(Pointing dataset records)

#####

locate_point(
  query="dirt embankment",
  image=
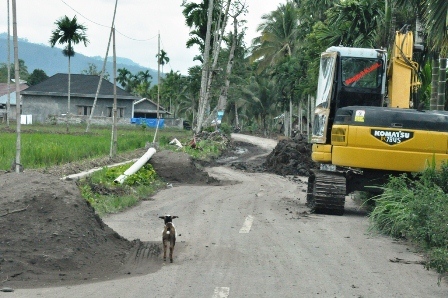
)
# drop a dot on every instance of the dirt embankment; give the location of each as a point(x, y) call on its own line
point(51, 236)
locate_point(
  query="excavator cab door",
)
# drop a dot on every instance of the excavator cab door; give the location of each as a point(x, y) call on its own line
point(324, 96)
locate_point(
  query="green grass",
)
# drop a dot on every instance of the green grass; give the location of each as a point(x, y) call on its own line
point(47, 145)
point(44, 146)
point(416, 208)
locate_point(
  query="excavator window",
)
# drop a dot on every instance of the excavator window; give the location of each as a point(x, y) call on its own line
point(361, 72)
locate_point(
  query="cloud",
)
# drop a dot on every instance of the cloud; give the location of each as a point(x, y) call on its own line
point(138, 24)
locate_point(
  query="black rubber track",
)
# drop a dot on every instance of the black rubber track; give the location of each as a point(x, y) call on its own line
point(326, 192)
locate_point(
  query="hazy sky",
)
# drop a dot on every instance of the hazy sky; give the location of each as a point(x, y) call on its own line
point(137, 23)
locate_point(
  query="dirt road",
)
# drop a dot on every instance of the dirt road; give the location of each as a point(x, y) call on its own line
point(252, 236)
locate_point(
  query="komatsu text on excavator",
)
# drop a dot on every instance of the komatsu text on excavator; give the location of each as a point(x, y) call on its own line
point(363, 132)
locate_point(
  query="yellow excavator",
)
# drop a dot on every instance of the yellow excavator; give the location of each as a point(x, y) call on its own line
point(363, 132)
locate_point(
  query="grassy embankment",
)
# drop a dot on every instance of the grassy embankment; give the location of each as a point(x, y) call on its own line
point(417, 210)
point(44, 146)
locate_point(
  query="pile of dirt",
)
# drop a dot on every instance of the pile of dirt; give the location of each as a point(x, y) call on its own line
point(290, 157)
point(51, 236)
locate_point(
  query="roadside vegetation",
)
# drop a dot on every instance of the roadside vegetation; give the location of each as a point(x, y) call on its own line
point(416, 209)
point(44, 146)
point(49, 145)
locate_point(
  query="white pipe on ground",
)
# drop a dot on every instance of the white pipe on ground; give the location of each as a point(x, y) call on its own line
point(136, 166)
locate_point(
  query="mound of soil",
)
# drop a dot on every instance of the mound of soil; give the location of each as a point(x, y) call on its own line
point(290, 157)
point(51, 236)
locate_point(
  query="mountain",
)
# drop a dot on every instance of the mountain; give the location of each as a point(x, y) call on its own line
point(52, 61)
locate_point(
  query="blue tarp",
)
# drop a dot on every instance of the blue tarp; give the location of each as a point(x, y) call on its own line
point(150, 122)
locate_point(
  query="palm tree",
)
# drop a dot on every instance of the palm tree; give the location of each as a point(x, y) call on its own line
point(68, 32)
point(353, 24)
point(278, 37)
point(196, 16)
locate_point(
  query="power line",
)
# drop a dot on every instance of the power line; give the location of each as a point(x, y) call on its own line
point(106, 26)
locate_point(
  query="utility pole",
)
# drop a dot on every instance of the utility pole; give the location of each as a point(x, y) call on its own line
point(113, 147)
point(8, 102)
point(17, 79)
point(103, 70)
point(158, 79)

#####

» **WRITTEN REQUEST**
Substitute "place a marker" for every occurrence of "drop a dot" in the listing above, and keep everything else the same. Omit the pictures from your answer.

» **REPLY**
locate_point(
  query="dirt embankment",
  image=
)
# place a marker on every instance of the dirt embankment; give the location of each as a point(x, y) call on its own line
point(51, 236)
locate_point(
  query="excavator cab door",
)
# place a marker on every instance of the excavator cab door; give the location of each as a point(x, y) call on its own line
point(324, 96)
locate_point(
  query="green grass",
)
# place a marker on every instance of the green grass; give the location of each as a point(x, y) call on its own line
point(47, 145)
point(44, 146)
point(416, 208)
locate_point(
  query="excavator window",
)
# place a marker on every instance of the excavator window; give the location of each as a point(x, y) call on its own line
point(361, 72)
locate_point(
  query="cloud",
)
# place a marker on every instance of the cloud; give the location of each as a point(x, y) call on its own line
point(138, 24)
locate_point(
  query="black rubber track",
)
# place a marker on every instance of the black rubber track; give the location of each as a point(x, y) call on its own line
point(326, 192)
locate_point(
  query="hazy sky",
)
# place a marker on every instance of the hazy sky; give the location of each as a point(x, y) call on its own line
point(137, 23)
locate_point(
  query="dirt road",
)
# place a marker on every instance of the dirt road; give the location of each as a point(x, y) call on its own line
point(252, 236)
locate_point(
  query="komatsu text on excavator",
)
# place a marker on every instance of the komatsu text on excavator; give the location of each as a point(x, y) call on its own line
point(363, 132)
locate_point(
  query="yellow excavator",
)
# place a marker on every instance of the yellow excavator; give the location of each as a point(x, y) call on its own line
point(363, 132)
locate_point(
  query="grassy embankment",
)
# place a marker on every instance of the grassy embankment; give the location of each as a point(x, y) call on its own line
point(417, 210)
point(44, 146)
locate_point(
  query="pile of dirt",
)
# place a marker on every instance of the pile of dirt; give the location of each as a point(x, y) call on its own line
point(290, 157)
point(51, 236)
locate_point(
  query="roadside vegetation",
)
# place a marker on every instance of the roadside vegetation; give the location of each as a point(x, y) call on its own line
point(416, 209)
point(44, 146)
point(49, 145)
locate_point(
  query="white pipe on ground",
)
# place a marker on every instance of the white pipe on ground; give the location of each as a point(x, y) call on its own line
point(136, 166)
locate_point(
  query="mound of soil",
)
# place a marker on every instance of the mound of soil; give the location of each as a point(x, y) call on its own line
point(290, 157)
point(51, 236)
locate_point(
  query="mountain",
)
# place a marker on every instance of the mountain; give the location of each as a point(x, y) call on its own line
point(52, 61)
locate_point(
  query="blue tarp",
)
# place a marker on every instance of the blue tarp; give the location of each as a point(x, y) call on its own line
point(150, 122)
locate_point(
  query="palm tree",
)
# place a marker on every instance of the palm tree; give the location of each as a point(x, y) call on its own line
point(68, 32)
point(353, 24)
point(278, 37)
point(196, 16)
locate_point(
  query="power line",
)
# place a marker on every instance of the power line; give the location of each as a point(x, y) call on its own line
point(106, 26)
locate_point(
  query="utility pole",
)
# place a marker on every instance of the utility pole; give the location of each as a point(x, y) call on its own line
point(113, 147)
point(8, 102)
point(17, 79)
point(103, 70)
point(158, 79)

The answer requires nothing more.